§ **EXERCISE**: Print all records exactly, leaving nothing out.

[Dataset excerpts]

%%

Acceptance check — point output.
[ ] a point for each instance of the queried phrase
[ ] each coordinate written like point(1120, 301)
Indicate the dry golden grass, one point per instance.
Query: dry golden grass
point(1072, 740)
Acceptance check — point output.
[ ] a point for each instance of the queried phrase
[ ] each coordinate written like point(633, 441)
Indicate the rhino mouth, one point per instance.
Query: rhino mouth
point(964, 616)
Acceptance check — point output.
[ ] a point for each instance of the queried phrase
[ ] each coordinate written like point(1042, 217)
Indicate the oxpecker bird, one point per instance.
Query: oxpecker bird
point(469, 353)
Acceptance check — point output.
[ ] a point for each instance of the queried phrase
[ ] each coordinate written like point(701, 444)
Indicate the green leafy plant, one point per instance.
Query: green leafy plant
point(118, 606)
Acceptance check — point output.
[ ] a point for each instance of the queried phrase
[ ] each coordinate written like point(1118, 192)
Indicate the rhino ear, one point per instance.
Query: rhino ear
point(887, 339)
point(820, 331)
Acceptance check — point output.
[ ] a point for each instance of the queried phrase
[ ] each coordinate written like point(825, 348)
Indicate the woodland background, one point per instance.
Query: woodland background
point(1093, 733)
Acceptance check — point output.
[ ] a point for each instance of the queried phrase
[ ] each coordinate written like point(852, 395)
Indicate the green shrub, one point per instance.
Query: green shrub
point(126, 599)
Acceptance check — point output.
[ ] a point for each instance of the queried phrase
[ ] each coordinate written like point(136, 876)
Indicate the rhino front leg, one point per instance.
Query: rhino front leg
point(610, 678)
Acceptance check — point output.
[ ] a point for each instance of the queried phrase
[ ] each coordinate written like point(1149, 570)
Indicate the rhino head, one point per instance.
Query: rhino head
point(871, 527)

%%

§ **SOLUTION TO THIS PROBLEM**:
Acceptance check — point output.
[ ] a point for each instance of the queried phrase
[ ] each coordinate written like point(1120, 301)
Indicate the dry golden grass, one point per instance.
Query: dry golden grass
point(1072, 740)
Acceptance check — point output.
[ ] a point for each instance of the queried phrase
[ ] each coordinate written like point(633, 441)
Indicate the rhino mouth, one point per instance.
Query: rhino mouth
point(964, 616)
Acceptance check — point output.
[ ] a point for each instance of the queried phrase
[ ] each coordinate written like point(1042, 217)
Indicate the oxpecker bird, one point per instance.
Query: oxpecker bird
point(469, 353)
Acceptance check — point output.
[ ] a point for each instance of the queried phrase
[ ] each coordinate written like point(701, 444)
Indicate the green leafy plant, one point per instance.
Query: green leafy plant
point(118, 606)
Acceptance check — point output.
[ ] a point for each instance of the queried phrase
[ ] each coordinate written like point(1118, 192)
Indicate the rhino ear, one point per instance.
Query: rhino ear
point(887, 339)
point(820, 331)
Acceptance check — point output.
[ ] a point for each instance of the queried phrase
[ ] each coordinate written like point(825, 348)
Indicate the woodland background, one point per instance.
Query: woodland background
point(1093, 733)
Acceptance check — point output.
[ ] a point for each instance of the queried phrase
[ ] each coordinate written like point(852, 395)
Indicate the green shrub, one point per instance.
Query: green shrub
point(126, 599)
Acceptance check — point output.
[ ] a point for each instance of the queried phrase
[ ] each coordinate written like point(136, 876)
Indicate the rhino front leg, one point per instance.
Query: rhino front leg
point(610, 678)
Acceptance check — point output.
[ ] a point for each instance of the queried phrase
[ ] each coordinate written like point(1149, 570)
Indicate the rhino head, one point per instance.
Query: rhino head
point(871, 527)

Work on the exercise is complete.